Text segment:
□ □ □ □ □

That's a beautiful label.

Make a wine in your grandson's honor. While it would be great to open on his 21st birthday ... it's still a keepsake.

Another idea -- make a batch on his 15th birthday, something he can help you with. Open it on his 21st. It's not quite the same as a birth wine, but it passes on your learning.
 
If you were gonna make a wine meant to age 21years...and be Very Drinkable then....what would it be? At this point I've only made kits....so that's the direction I'd go...and based on previous experiences & research...a red would be a better candidate than a white.

Cheers!
Many years ago, I got turned on to Vintage Port wine. There was a tradition to procure bottles of the Port from the year of your child's birth and other significant events. The idea being that they will both be of age at the same time. I started with a 1977 Quady Port and just continued to pick up other years. We then opened the appropriate bottles at our children's 21st birthdays. At some point, and I cannot remember when or where, I picked up two Ports, made in the US, with a vintage of 1973. We opened them last year for our 50th wedding anniversary, and they tasted wonderful. The Christian Brothers cost me $7.00!

□ □ □ □ □

Exercise description: Reproduce the passage on birth-year wine word for word, from "Make a wine in" up to and including "than a white.".

□ □ □ □ □

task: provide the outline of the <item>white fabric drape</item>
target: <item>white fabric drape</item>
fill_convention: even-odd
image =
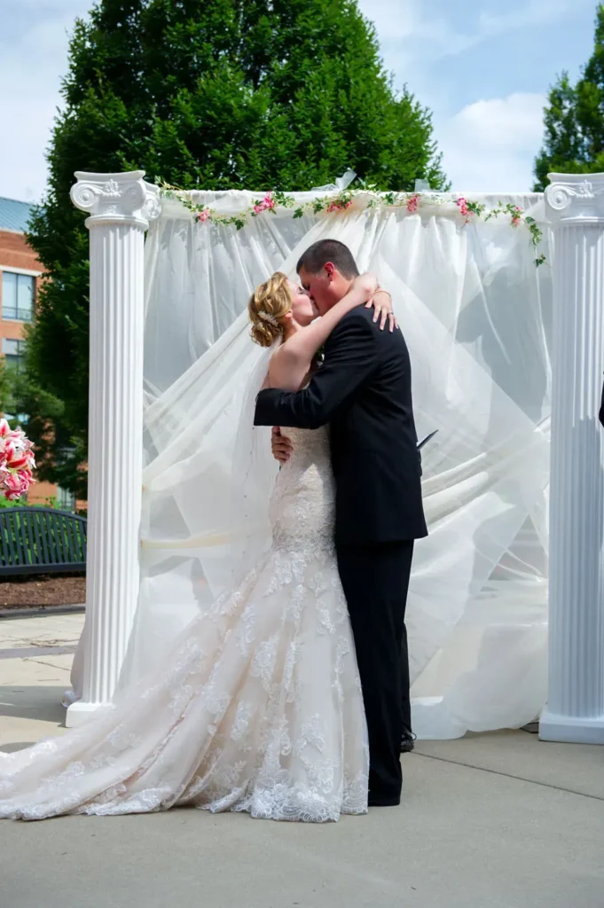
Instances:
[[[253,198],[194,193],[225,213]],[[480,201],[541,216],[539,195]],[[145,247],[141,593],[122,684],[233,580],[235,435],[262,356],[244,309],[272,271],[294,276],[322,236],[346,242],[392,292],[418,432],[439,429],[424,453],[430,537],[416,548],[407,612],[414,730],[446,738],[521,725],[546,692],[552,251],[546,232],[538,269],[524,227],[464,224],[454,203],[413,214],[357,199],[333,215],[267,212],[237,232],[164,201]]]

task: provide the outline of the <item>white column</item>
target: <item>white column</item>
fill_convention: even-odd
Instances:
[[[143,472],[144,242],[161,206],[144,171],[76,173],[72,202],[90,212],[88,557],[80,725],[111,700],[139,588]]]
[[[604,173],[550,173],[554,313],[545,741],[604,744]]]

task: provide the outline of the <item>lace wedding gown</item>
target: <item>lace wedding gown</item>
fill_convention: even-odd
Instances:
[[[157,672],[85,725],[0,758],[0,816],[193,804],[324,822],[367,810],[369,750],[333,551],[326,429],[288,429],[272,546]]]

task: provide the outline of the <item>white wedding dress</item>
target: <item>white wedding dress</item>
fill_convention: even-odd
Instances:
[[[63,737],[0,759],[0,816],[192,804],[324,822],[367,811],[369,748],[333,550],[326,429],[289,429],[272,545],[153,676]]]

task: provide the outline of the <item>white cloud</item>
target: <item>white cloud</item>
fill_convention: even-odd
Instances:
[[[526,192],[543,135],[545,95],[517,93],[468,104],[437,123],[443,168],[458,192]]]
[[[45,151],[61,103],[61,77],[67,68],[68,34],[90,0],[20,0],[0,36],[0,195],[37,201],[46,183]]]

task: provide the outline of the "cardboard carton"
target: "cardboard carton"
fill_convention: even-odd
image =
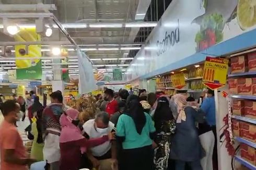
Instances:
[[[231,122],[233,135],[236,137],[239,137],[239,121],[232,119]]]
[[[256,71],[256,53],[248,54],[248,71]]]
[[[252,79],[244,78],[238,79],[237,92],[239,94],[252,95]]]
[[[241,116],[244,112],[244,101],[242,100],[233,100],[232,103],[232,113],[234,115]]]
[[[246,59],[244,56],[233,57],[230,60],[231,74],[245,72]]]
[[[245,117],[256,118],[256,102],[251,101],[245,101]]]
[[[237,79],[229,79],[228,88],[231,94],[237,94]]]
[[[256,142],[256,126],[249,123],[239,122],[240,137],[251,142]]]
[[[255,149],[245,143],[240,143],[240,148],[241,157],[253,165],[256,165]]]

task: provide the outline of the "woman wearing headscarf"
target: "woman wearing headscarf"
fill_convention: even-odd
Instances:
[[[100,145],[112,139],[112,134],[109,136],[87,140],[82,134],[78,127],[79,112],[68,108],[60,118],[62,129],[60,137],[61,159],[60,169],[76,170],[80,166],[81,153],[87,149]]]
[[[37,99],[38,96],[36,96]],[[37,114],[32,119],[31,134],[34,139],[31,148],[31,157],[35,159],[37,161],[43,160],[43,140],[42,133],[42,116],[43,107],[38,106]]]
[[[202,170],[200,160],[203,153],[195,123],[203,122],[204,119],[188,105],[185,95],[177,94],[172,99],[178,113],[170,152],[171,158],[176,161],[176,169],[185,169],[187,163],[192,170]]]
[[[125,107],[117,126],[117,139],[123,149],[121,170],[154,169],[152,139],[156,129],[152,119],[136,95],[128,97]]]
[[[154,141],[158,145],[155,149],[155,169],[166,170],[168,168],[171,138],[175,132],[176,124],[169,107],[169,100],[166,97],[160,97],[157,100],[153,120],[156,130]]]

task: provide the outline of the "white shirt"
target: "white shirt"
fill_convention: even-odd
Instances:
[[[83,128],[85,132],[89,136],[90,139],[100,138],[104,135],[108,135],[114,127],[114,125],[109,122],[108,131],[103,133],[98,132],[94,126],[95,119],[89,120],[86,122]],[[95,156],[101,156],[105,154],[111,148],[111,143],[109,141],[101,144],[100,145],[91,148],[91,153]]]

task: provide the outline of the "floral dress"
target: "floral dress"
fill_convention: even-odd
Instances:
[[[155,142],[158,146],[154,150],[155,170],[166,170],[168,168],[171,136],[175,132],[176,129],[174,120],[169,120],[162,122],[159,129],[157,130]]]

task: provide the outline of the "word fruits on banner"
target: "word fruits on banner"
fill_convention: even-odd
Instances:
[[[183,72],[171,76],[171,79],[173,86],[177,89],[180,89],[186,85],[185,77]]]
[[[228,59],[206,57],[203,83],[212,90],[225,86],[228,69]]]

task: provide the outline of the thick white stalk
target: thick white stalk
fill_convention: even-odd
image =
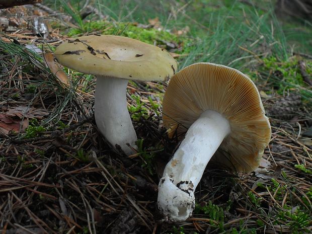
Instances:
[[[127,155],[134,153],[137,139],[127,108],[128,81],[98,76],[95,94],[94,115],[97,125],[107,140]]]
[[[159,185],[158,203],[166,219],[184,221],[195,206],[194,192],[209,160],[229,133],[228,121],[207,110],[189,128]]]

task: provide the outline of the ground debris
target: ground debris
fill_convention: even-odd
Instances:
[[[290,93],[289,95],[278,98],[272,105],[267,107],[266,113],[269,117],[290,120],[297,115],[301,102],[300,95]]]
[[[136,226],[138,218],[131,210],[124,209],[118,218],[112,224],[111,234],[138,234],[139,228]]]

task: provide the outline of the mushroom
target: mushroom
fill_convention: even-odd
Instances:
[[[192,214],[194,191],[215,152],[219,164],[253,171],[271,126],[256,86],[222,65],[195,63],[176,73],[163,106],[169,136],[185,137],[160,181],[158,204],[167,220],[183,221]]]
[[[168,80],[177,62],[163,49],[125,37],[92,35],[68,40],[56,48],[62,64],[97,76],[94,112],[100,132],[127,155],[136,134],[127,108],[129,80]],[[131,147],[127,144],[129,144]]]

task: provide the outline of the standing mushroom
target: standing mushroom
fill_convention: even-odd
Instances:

□ □ □ □ □

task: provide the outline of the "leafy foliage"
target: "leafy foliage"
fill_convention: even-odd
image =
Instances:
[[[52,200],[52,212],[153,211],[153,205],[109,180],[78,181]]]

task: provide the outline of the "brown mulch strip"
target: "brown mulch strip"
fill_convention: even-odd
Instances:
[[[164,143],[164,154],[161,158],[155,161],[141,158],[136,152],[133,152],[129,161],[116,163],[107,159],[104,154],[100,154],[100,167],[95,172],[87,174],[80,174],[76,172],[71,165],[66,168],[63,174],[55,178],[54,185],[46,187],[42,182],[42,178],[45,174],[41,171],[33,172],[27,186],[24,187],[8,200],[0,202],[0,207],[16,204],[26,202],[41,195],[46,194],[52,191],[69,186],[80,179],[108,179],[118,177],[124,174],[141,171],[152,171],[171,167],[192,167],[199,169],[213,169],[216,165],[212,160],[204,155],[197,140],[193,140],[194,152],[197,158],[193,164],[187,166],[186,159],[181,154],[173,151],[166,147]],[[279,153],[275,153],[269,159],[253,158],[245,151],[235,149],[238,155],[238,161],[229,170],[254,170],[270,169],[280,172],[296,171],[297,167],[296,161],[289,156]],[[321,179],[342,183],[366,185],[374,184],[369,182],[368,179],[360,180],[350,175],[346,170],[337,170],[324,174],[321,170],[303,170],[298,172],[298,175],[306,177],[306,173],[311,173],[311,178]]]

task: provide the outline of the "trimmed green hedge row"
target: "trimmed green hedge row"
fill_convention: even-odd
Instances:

□ □ □ □ □

Final result:
Make a wine in your grandson's honor. While it would be great to open on his 21st birthday ... it's still a keepsake.

Another idea -- make a batch on his 15th birthday, something he can help you with. Open it on his 21st. It's not quite the same as a birth wine, but it passes on your learning.
 
If you were gonna make a wine meant to age 21years...and be Very Drinkable then....what would it be? At this point I've only made kits....so that's the direction I'd go...and based on previous experiences & research...a red would be a better candidate than a white.